## Your objective
Once the line with "Need: indicate the metal fence" is found in the entries below, repeat that line and every one after it exactly, ending at the last.

## Records supplied

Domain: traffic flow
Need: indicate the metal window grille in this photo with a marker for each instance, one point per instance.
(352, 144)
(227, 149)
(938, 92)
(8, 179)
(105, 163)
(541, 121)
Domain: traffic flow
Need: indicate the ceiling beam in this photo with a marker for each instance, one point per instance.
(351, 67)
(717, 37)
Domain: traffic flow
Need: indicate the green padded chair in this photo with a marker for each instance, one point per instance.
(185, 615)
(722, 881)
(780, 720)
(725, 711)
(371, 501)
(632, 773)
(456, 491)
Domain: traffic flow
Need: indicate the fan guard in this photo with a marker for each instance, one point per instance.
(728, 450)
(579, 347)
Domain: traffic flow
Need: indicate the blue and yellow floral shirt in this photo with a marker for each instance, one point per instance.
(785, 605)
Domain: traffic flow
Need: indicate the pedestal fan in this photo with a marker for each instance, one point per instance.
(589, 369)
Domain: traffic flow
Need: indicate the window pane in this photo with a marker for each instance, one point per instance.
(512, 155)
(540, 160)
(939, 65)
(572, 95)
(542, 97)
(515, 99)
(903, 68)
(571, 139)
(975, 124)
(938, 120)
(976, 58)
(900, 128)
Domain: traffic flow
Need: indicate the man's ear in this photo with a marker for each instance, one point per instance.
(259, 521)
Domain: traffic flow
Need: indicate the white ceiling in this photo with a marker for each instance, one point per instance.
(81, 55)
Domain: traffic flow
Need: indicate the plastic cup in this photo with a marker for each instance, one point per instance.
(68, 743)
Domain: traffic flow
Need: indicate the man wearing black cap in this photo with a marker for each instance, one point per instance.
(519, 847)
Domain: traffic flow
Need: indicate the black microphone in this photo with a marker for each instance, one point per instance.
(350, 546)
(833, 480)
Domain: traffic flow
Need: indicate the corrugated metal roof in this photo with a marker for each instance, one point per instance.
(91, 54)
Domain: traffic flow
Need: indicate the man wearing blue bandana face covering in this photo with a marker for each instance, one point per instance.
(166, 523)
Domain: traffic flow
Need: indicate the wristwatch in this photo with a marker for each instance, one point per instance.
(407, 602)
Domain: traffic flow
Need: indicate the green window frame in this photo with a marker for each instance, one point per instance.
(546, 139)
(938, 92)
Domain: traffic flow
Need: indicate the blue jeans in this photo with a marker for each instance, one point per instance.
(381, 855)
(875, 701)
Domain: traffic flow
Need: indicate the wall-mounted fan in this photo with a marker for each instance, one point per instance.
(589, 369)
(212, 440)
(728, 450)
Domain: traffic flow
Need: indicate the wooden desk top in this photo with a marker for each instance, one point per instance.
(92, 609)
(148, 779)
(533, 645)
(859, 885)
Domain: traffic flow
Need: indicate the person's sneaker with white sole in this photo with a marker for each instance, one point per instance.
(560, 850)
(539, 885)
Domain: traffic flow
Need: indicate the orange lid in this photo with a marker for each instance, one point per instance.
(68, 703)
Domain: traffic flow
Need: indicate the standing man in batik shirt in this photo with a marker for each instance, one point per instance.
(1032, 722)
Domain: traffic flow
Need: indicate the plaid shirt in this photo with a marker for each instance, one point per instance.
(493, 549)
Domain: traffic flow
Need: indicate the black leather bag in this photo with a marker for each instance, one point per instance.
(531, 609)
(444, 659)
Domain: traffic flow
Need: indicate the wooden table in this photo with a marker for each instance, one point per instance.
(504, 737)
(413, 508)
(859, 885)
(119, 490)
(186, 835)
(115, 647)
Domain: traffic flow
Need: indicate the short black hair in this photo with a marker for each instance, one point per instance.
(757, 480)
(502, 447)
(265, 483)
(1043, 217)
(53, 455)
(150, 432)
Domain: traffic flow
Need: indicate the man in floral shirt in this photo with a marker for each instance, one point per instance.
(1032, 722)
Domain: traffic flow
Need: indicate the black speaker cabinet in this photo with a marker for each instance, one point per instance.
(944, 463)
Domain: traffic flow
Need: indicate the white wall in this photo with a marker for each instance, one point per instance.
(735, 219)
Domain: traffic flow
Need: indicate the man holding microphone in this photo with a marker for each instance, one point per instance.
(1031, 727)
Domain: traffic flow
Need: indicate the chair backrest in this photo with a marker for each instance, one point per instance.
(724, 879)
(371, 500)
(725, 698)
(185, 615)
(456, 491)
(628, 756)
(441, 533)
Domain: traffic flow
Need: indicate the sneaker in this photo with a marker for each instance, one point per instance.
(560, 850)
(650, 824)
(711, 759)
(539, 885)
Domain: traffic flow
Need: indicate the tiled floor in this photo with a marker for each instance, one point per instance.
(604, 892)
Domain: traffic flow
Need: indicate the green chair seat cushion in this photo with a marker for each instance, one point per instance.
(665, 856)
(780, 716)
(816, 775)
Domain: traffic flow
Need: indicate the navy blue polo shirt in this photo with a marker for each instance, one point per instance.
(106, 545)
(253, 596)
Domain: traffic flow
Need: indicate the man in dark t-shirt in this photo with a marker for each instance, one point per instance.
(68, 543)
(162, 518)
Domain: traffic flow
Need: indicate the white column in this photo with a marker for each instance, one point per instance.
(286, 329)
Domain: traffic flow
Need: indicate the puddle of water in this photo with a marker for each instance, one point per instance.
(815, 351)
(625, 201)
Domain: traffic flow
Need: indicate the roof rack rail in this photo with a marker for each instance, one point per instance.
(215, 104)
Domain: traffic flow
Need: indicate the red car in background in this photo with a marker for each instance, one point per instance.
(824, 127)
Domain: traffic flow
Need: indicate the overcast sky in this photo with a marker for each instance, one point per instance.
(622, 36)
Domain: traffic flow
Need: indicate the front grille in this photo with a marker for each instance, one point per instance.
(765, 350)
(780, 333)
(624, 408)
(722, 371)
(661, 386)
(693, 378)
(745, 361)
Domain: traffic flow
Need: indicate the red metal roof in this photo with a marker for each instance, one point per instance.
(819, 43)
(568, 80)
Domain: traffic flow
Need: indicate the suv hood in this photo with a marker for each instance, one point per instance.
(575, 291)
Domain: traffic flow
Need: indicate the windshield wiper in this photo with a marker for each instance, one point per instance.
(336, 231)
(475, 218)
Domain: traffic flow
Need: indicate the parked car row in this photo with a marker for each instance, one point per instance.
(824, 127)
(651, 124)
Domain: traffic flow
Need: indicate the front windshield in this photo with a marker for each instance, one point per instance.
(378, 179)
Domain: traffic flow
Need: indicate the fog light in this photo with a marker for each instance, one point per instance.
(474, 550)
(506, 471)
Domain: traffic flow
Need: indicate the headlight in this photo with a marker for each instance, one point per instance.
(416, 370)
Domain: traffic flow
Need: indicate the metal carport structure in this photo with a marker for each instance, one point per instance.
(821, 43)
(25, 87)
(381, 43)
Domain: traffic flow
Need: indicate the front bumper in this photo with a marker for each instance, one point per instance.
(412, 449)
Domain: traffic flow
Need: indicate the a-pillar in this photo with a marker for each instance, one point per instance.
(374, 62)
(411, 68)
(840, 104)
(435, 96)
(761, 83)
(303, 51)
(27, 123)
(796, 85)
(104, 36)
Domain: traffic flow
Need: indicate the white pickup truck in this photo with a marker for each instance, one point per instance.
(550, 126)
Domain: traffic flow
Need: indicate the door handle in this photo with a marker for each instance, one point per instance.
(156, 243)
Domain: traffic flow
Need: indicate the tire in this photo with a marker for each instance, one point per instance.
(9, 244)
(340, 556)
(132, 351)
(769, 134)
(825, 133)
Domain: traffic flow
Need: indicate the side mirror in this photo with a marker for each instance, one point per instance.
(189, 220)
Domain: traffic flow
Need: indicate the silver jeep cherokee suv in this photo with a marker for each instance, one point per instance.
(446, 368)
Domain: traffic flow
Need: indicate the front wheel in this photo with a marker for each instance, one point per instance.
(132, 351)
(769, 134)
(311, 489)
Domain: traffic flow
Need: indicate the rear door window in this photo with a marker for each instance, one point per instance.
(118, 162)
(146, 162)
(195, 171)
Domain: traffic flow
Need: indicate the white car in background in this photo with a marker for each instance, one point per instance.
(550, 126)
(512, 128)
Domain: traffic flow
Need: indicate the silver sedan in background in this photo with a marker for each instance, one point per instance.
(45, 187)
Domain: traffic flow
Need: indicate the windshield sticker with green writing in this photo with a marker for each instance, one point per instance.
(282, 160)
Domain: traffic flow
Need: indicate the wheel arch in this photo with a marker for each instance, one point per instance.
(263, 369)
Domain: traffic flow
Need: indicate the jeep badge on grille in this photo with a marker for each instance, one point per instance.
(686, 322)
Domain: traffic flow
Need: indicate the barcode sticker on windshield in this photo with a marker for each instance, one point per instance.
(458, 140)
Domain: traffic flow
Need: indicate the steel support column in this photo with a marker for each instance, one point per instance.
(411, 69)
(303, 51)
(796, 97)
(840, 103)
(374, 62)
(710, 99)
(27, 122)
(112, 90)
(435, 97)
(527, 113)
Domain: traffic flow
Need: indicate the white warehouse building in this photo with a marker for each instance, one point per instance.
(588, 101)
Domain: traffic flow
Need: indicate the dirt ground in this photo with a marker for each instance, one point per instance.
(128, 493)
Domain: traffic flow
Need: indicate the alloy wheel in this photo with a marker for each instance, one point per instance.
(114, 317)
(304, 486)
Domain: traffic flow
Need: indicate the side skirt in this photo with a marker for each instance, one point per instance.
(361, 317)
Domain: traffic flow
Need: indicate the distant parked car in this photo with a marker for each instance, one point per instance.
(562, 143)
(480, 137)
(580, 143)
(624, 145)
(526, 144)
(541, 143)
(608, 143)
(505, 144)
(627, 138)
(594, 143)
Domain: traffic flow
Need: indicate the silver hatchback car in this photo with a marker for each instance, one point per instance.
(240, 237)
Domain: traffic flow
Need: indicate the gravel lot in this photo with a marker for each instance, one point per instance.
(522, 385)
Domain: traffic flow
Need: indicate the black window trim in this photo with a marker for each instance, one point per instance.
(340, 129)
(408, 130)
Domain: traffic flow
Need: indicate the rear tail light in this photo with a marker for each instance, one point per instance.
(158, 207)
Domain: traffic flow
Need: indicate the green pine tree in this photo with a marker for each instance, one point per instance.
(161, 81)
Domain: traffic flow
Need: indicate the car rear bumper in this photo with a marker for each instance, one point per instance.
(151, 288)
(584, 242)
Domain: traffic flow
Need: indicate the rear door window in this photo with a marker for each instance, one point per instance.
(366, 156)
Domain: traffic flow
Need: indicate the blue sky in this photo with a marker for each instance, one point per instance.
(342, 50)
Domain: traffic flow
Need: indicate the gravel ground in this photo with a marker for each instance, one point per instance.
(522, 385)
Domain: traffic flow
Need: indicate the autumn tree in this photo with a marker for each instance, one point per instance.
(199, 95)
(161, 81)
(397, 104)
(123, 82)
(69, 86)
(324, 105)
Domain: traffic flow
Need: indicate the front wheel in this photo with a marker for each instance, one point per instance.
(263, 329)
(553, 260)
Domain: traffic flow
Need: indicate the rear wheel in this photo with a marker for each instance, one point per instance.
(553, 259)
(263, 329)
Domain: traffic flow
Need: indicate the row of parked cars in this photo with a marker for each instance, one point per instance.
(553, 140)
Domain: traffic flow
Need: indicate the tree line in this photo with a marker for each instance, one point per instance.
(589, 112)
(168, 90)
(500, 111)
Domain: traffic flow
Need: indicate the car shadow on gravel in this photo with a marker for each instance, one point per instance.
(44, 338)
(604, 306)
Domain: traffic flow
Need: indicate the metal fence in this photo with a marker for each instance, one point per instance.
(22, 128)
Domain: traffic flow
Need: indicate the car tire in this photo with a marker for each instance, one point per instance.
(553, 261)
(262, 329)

## Output of the exercise
Need: indicate the metal fence in this photo with a marker for each instance, one point per instance.
(22, 128)
Domain: traffic flow
Need: indicate the car tire in this photo with a marker for each instance, one point per instance.
(553, 261)
(262, 329)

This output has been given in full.